_WORK ITEM_: Copy nothing from the entries below except the lines from the one containing "Label every instance of bird in" through the one containing "Label every instance of bird's tail", and copy those exactly.

_MATERIAL FOR THE TASK_:
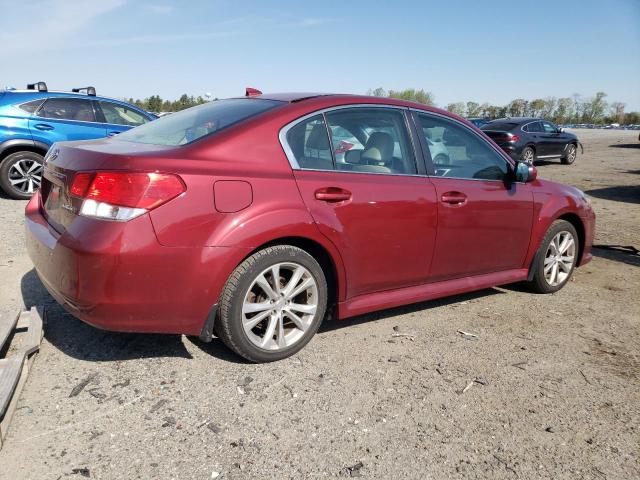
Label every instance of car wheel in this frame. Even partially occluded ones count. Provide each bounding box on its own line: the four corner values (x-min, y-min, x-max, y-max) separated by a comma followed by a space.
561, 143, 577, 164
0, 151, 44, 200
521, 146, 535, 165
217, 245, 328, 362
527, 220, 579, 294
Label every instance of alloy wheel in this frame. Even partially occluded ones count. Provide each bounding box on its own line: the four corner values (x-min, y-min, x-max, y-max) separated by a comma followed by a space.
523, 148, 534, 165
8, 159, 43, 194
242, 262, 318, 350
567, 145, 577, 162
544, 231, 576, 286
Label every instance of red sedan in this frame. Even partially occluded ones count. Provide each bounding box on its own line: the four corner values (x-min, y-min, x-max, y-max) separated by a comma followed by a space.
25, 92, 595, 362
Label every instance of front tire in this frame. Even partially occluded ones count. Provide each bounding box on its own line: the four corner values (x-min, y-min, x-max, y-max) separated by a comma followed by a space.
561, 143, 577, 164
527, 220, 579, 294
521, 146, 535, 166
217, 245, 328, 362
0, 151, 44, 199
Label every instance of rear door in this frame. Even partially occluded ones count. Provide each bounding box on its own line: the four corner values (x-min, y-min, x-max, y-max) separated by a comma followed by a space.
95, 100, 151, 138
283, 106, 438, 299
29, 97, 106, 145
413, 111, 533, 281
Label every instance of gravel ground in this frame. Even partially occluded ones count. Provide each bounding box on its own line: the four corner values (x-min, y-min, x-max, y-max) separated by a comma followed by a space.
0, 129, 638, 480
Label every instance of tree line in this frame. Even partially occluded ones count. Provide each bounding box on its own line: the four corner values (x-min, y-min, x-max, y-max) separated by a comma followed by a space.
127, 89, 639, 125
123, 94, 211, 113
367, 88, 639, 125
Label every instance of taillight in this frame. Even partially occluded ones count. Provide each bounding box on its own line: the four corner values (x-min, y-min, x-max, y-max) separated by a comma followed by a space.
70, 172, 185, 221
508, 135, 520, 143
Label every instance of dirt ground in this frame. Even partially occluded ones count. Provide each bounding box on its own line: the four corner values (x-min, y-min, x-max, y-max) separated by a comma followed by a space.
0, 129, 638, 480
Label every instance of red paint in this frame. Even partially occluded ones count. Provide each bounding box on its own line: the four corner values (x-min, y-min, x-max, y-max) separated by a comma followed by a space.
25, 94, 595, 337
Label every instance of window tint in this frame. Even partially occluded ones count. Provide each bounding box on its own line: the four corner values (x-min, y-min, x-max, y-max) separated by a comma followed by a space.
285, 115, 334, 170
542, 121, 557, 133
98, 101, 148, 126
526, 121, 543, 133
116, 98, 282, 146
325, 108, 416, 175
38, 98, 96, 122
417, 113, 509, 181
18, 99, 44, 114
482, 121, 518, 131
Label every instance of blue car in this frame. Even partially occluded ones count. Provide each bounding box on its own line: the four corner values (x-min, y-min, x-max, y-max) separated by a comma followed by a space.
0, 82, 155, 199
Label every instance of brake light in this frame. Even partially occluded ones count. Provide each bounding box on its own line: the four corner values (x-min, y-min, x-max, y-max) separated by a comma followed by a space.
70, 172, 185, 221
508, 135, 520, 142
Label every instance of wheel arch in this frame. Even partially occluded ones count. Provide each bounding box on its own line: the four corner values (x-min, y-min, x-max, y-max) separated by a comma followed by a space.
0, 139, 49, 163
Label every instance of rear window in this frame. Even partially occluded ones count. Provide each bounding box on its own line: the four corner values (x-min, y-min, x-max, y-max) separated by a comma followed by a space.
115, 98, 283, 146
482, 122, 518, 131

==

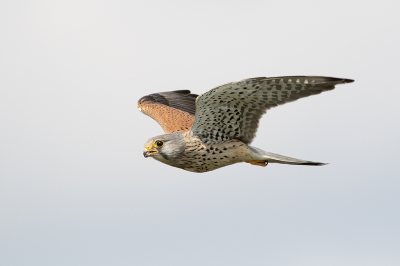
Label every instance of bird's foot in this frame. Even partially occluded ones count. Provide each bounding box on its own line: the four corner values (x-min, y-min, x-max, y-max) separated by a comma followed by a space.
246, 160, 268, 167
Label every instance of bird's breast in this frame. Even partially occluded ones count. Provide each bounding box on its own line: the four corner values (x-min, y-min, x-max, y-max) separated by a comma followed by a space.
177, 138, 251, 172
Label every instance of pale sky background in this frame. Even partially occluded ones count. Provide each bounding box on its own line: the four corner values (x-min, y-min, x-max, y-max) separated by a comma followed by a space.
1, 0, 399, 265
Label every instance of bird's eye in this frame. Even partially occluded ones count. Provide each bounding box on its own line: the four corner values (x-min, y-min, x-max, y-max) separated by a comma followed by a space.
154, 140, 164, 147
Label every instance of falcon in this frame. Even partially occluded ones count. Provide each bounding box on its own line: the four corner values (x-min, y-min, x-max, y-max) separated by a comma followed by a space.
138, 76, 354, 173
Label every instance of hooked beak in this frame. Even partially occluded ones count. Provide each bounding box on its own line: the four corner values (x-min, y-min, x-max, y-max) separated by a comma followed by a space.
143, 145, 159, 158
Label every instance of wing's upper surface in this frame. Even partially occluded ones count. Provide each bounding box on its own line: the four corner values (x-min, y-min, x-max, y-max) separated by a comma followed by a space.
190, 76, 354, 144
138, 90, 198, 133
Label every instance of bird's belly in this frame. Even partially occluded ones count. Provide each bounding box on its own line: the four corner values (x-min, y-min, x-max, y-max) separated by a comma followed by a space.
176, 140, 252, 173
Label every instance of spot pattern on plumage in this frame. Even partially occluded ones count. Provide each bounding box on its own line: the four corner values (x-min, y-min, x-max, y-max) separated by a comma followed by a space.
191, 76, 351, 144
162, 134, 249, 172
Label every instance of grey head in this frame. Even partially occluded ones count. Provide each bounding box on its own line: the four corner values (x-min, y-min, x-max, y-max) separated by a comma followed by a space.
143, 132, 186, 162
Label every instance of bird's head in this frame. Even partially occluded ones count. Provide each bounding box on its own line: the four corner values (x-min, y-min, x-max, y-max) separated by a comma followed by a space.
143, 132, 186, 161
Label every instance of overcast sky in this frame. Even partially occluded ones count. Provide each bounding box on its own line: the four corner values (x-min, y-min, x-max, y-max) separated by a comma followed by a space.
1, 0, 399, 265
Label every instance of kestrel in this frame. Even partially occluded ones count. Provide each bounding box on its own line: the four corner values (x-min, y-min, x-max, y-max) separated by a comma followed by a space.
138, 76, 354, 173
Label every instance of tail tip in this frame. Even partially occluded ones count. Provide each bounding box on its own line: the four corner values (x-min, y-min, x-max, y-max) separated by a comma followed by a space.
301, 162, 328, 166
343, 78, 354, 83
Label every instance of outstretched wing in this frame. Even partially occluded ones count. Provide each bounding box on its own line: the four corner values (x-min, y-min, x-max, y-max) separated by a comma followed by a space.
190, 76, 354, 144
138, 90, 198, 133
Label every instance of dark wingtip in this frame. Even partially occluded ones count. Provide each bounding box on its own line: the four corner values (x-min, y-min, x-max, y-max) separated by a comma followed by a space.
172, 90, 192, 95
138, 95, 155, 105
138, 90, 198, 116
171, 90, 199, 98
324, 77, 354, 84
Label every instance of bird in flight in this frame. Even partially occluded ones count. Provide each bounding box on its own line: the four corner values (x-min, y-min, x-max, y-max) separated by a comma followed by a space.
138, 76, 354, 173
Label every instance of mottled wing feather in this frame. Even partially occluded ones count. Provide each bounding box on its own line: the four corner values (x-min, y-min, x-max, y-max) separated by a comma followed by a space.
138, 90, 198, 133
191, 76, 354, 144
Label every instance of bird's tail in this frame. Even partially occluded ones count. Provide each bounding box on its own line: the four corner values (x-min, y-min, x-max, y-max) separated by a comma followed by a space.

_RESULT OF THIS TASK_:
Label every instance of bird in flight in this frame. Even partially occluded ones count. Provide each bounding box on its own line: the four corner values (x-min, y-min, x-max, y-max) separated by a comma followed by a space.
138, 76, 354, 173
Label every instance of mottled wing feather in this frame. Even partially occluded ones count. Provide each bounding box on its own line: the four corner values (x-min, y-min, x-max, y-max) separated by a comma followed by a space.
138, 90, 198, 133
191, 76, 354, 144
Label every instance of bird's tail in this frame. Even partially occluded ones count. Provide each bounding box on its own line: the four corner values (x-min, y-min, x-max, y-max) separated by a comma followed by a space.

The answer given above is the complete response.